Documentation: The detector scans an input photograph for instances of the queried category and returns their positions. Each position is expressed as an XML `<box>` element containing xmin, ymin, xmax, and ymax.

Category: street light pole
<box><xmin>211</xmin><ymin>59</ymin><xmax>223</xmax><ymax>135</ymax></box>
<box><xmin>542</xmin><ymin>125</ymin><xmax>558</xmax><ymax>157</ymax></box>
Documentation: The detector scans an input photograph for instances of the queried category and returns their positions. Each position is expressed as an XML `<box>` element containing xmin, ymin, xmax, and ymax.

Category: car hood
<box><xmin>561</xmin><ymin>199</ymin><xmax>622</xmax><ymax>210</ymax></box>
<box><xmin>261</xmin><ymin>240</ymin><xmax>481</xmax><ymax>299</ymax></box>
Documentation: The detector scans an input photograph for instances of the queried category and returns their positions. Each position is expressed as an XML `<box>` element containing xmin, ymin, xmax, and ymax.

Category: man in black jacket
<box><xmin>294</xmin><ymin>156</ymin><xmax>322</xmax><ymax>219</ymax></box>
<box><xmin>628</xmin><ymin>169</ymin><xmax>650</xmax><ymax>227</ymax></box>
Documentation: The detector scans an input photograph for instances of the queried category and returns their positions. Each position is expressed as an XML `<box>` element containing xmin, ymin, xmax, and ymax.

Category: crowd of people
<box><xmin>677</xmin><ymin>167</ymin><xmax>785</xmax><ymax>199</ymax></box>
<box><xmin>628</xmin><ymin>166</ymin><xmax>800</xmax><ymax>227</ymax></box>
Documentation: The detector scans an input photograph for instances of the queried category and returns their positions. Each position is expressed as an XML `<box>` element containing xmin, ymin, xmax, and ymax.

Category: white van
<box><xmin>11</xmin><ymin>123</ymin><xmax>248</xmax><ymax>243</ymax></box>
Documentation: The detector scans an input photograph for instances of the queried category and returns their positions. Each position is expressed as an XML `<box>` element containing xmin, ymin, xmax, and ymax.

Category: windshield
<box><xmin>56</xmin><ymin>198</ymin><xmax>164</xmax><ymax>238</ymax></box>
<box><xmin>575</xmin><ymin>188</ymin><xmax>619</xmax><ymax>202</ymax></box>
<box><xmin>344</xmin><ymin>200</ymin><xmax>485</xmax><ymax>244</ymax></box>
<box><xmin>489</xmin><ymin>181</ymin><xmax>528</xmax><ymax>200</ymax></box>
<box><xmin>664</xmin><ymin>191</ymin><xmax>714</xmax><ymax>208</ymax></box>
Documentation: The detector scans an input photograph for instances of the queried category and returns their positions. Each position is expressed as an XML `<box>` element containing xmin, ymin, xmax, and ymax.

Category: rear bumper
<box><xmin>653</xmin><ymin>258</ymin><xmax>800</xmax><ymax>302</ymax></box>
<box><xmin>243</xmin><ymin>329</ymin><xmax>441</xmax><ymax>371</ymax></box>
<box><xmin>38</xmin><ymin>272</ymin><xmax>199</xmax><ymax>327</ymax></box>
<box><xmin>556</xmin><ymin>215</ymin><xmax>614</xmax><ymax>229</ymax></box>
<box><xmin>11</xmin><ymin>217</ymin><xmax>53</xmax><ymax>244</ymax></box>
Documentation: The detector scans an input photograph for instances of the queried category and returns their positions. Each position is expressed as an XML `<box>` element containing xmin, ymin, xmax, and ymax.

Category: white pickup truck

▬▬▬

- [Problem to solve] Please count the lines of the records above that contain the string "white" and reply with only that number.

- [Complete answer] 2